> [Items listed in a dataset]:

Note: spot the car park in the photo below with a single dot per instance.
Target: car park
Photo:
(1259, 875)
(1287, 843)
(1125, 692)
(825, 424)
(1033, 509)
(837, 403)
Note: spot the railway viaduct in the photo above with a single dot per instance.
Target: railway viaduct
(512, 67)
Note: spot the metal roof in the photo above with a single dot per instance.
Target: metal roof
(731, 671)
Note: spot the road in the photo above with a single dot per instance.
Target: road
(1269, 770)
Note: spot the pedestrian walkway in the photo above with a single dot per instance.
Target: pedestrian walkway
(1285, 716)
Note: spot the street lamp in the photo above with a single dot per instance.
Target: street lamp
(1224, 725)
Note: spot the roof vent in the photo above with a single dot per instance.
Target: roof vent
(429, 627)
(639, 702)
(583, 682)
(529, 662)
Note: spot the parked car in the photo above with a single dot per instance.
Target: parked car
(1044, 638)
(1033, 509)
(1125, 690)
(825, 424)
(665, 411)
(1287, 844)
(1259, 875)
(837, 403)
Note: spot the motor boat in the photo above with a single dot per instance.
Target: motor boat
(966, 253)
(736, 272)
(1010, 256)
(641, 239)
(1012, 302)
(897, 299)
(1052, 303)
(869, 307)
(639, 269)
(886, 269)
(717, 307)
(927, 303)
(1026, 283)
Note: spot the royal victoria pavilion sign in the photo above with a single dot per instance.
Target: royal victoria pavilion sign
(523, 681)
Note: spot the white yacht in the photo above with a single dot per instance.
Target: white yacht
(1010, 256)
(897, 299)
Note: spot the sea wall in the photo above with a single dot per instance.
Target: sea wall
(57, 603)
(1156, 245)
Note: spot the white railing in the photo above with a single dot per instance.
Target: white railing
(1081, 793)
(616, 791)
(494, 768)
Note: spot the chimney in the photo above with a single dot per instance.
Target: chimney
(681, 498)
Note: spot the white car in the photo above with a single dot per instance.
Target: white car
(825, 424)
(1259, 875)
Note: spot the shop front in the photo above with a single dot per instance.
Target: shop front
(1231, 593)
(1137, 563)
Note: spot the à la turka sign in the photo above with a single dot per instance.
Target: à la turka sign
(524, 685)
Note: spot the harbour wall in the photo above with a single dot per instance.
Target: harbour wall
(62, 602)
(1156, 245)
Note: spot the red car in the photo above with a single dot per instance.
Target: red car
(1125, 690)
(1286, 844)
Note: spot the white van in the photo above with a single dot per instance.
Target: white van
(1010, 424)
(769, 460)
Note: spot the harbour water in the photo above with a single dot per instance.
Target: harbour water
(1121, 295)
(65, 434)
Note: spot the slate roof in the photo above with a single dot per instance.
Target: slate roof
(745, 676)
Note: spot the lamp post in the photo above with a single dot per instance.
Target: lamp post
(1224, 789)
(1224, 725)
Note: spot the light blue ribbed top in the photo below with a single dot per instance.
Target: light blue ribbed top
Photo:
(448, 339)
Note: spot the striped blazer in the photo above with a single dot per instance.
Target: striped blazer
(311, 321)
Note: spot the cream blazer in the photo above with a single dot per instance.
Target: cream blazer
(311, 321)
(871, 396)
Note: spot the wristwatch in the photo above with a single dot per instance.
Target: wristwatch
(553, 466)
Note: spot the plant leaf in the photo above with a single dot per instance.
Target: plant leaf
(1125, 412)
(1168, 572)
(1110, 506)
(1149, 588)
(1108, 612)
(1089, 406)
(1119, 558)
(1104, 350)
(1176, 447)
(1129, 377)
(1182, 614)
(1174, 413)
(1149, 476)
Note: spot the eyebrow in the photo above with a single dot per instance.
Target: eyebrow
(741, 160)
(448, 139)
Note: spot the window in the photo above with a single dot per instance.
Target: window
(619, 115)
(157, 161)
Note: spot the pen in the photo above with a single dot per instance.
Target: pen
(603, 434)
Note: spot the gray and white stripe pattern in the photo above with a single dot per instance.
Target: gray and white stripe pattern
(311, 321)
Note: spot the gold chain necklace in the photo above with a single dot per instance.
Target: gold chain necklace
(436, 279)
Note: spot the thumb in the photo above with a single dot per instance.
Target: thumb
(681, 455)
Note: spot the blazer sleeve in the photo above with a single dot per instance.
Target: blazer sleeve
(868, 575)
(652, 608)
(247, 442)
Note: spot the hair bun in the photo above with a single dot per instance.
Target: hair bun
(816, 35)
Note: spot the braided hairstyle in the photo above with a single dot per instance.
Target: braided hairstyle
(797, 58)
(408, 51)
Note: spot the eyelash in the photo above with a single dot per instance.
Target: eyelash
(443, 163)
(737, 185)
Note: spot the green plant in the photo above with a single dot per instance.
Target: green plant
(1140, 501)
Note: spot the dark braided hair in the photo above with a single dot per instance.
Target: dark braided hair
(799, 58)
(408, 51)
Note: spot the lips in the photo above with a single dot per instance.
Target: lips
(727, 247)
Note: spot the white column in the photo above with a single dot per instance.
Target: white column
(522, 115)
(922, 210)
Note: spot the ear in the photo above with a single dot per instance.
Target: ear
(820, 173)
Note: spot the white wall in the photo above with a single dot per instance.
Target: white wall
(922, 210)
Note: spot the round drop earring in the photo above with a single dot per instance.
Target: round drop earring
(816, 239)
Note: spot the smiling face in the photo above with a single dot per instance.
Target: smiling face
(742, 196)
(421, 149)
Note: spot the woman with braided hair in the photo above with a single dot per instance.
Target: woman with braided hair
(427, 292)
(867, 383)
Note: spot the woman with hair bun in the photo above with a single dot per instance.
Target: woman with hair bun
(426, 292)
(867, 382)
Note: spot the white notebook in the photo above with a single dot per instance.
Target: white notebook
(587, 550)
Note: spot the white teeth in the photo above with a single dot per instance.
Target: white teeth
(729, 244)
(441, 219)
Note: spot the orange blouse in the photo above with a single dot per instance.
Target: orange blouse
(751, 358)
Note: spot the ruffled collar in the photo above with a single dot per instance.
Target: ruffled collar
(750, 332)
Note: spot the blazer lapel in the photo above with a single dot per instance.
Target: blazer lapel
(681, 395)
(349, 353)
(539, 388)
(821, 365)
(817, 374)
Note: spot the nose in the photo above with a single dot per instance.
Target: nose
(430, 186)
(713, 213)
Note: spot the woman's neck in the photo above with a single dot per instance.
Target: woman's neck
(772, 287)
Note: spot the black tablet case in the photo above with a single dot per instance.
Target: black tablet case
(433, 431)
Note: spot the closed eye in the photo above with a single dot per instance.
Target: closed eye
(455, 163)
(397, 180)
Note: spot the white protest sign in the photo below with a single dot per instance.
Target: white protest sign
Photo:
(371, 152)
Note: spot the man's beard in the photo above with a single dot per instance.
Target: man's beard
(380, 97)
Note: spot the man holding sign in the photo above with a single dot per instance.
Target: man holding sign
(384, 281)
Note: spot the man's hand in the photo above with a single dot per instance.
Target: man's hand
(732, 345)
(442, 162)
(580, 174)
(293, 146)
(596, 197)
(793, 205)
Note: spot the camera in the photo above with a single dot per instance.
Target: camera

> [PROBLEM]:
Return everything in the listing above, from its start down to and including the line containing "(1269, 770)". Copy each line exactly, with no changes.

> [RESPONSE FOR THIS EXERCISE]:
Note: spot the car park in the photo below with a single dot per instance.
Target: car park
Photo:
(1259, 875)
(1287, 843)
(1125, 692)
(825, 424)
(1033, 509)
(837, 403)
Note: spot the railway viaduct in the photo above with a single dot per instance.
Target: railway viaduct
(512, 67)
Note: spot the metal roof in the photo above with a single dot per instance.
Target: metal roof
(731, 671)
Note: spot the road in the photo above with a single dot per instance.
Target: road
(1269, 770)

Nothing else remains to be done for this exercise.